## GIVEN PROBLEM
Images excluded, repeat each entry below exactly.

## MATERIAL
++++++

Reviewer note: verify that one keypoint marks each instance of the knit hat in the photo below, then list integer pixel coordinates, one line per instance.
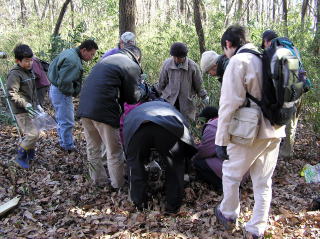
(208, 59)
(268, 35)
(128, 38)
(179, 49)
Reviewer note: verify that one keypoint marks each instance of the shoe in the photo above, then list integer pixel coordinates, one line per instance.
(30, 154)
(229, 224)
(249, 235)
(21, 158)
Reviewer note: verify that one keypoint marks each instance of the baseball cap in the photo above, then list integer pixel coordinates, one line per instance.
(128, 38)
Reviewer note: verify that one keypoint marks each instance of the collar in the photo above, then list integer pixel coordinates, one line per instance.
(173, 66)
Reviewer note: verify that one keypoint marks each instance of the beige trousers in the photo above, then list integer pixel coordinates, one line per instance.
(261, 159)
(96, 134)
(30, 133)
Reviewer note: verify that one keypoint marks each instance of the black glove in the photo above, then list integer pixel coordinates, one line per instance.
(221, 152)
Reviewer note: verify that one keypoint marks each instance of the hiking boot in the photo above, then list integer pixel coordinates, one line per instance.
(249, 235)
(30, 154)
(228, 223)
(21, 158)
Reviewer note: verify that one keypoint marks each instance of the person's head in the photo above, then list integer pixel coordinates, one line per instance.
(208, 62)
(179, 52)
(127, 39)
(134, 50)
(88, 49)
(222, 64)
(267, 38)
(208, 113)
(23, 55)
(232, 39)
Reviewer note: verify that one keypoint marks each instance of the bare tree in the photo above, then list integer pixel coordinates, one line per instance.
(60, 18)
(127, 16)
(304, 9)
(198, 25)
(285, 17)
(316, 40)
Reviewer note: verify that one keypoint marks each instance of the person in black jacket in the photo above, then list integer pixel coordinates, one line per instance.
(157, 125)
(111, 82)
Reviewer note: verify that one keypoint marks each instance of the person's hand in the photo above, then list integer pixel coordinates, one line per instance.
(221, 152)
(40, 109)
(205, 101)
(31, 111)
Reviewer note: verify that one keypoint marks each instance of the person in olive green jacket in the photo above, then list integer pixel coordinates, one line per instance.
(65, 75)
(23, 99)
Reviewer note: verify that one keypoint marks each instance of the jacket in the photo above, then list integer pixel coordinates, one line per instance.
(181, 84)
(111, 82)
(243, 74)
(21, 88)
(162, 114)
(65, 72)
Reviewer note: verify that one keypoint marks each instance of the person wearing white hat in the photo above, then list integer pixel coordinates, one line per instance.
(126, 39)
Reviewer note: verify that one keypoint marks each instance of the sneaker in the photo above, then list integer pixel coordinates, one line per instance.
(229, 224)
(249, 235)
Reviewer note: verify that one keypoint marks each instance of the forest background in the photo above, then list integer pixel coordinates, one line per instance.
(49, 26)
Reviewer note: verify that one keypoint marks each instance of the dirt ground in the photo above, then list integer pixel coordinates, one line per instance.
(58, 201)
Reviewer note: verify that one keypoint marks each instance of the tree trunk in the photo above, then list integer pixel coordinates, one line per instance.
(23, 10)
(303, 11)
(60, 18)
(198, 25)
(285, 17)
(316, 40)
(127, 16)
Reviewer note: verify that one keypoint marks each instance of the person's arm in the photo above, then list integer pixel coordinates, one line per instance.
(197, 82)
(13, 88)
(69, 72)
(233, 95)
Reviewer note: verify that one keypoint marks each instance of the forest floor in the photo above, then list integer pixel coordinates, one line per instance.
(58, 201)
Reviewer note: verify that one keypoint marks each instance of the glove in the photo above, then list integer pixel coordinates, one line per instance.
(205, 100)
(31, 111)
(40, 109)
(221, 152)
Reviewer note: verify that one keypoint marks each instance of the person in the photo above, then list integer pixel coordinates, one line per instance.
(244, 74)
(42, 82)
(111, 82)
(207, 165)
(22, 91)
(65, 74)
(286, 146)
(180, 79)
(126, 39)
(157, 125)
(213, 64)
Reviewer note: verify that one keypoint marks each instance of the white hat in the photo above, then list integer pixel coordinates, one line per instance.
(208, 59)
(128, 38)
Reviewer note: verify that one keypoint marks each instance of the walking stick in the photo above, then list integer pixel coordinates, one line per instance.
(3, 55)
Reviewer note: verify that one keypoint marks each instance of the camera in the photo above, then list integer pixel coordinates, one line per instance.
(3, 55)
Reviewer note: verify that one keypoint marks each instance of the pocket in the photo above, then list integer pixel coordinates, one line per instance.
(244, 126)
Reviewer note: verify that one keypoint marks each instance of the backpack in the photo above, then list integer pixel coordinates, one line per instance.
(284, 81)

++++++

## WRITTEN RESPONSE
Reviewer note: verify that one keypoint marks each instance of the knit hat in the photo below, then list integer pixel coordinates, one line per instance.
(208, 59)
(268, 35)
(128, 38)
(179, 49)
Reviewer note: verify that one keypoint marks each instance of the shoe in the photo above, then list integer pixel coordinates, one line per instance.
(30, 154)
(229, 224)
(249, 235)
(21, 158)
Reviewer note: verify that one keypoint marks each instance of the baseball cap in the photo above, then list integer pixel coordinates, one line per instance.
(128, 38)
Reviewer note: verify that one keypoint marks each instance of the collar in the photo above, then list integer pixel coordinates, one line per instance.
(173, 66)
Reviewer note: verify that one keypoint marks each instance of the beige trousers in the photo above, then list integer pixel coordinates, one line per instance.
(261, 159)
(96, 134)
(30, 133)
Reviewer note: verify that one keypoint marks each instance of the black glove in the photo above, then list integer pixel coordinates, one line per instance.
(221, 152)
Reviewer note: verify that one keypoint marks each instance of the hiking boot in the photo above, then list integer pixel coordinates, one line per instance.
(249, 235)
(30, 154)
(228, 223)
(21, 158)
Reviewer note: verify that one keypoint marks each instance of the person's head in the photo above, then list integer pixel coordinates, one line per instance.
(208, 62)
(179, 52)
(127, 39)
(134, 50)
(88, 49)
(222, 64)
(267, 38)
(208, 113)
(23, 55)
(232, 39)
Reviewer note: verify that one keypoint marks each instance of the bare tree in the photo above, then list integer pixel coordinates, one line per instance.
(60, 18)
(127, 16)
(304, 9)
(198, 25)
(285, 17)
(316, 40)
Reviewer note: verify that one keypoint marks each instance of the person in black jacket in the photo above, then list integer pixel coordinates, one line per instance.
(157, 125)
(111, 82)
Reviewer note: verify that one keypoint marks each instance of the person's hand in the photo above, then list integer pixel coordinates, one line per instance.
(221, 152)
(40, 109)
(205, 101)
(31, 111)
Reviewer note: verify that one keypoint marks each instance of the person in olive green jacket in the photo above, then list integer pixel coordinates, one line per instance.
(65, 75)
(23, 99)
Reviewer note: verify that one keypoint marks each instance of the jacket in the photo above, then list integer pixel coordinates, one line per instance.
(181, 84)
(111, 82)
(243, 74)
(21, 88)
(162, 114)
(65, 72)
Reviewer note: verify that one keypoint marks each instance of the person wearing white hat in the photo above, then list integer pixel coordinates, one line per instance.
(126, 39)
Reviewer note: verify that one keypoint marks each instance of the sneaker in the photo above, then list integer pixel coordinates, one line per instance.
(229, 224)
(249, 235)
Reviewer note: verify that one keypoint marks each instance of the forest background in the photo above, then list integer pixel coordinates, one line per instance.
(49, 26)
Reviewer note: verify that one keypoint marks each instance of the dirt ground in the photo above, then list integer pixel coordinates, one line per instance.
(58, 201)
Reviewer note: verify that one keypoint marks each instance of the tree trunk in the photo above, then list integer pixel coordinates, one line per instance.
(23, 10)
(303, 11)
(60, 18)
(198, 25)
(285, 17)
(316, 40)
(127, 16)
Reviewer note: verify that one keypoint marks each instance of the person's arm in the photo above, then list integer pixel coordinates, one line per instance.
(197, 82)
(13, 88)
(69, 72)
(233, 95)
Reviewer note: verify that one keypoint marks each instance of the forest floor in the photo above, then list integer pixel coordinates, one line per instance.
(58, 201)
Reviewer note: verify that one keypoint marks each instance of the glove in the photo above, then list integer pixel coordinates, one line per instance.
(205, 100)
(31, 111)
(40, 109)
(221, 152)
Reviewer note: verify that one keypoint marks each instance of the person in the photo above, then list integer pixel coordinates, one line per instance.
(244, 74)
(42, 82)
(111, 82)
(207, 165)
(22, 91)
(65, 74)
(286, 146)
(180, 79)
(126, 39)
(157, 125)
(213, 64)
Reviewer note: verify that one keypoint marks each instance of the white hat in the photo above, then list integer pixel coordinates, one line per instance.
(208, 59)
(128, 38)
Reviewer note: verify that one keypoint marks each instance of the walking stick in the photo above, then list integer pixel coordinates, one line per instance.
(3, 55)
Reviewer note: verify that one keypoint marks each instance of the camera in the photo above, then list integer pixel coordinates, one line per instance.
(3, 55)
Reviewer note: verify that one keypoint marks each instance of the pocket in the photo above, then list integer pixel coordinates, one line per instance.
(244, 126)
Reviewer note: verify that one keypoint marks each instance of the backpack in the photo above, then list integer pixel coordinates, one line per instance.
(284, 81)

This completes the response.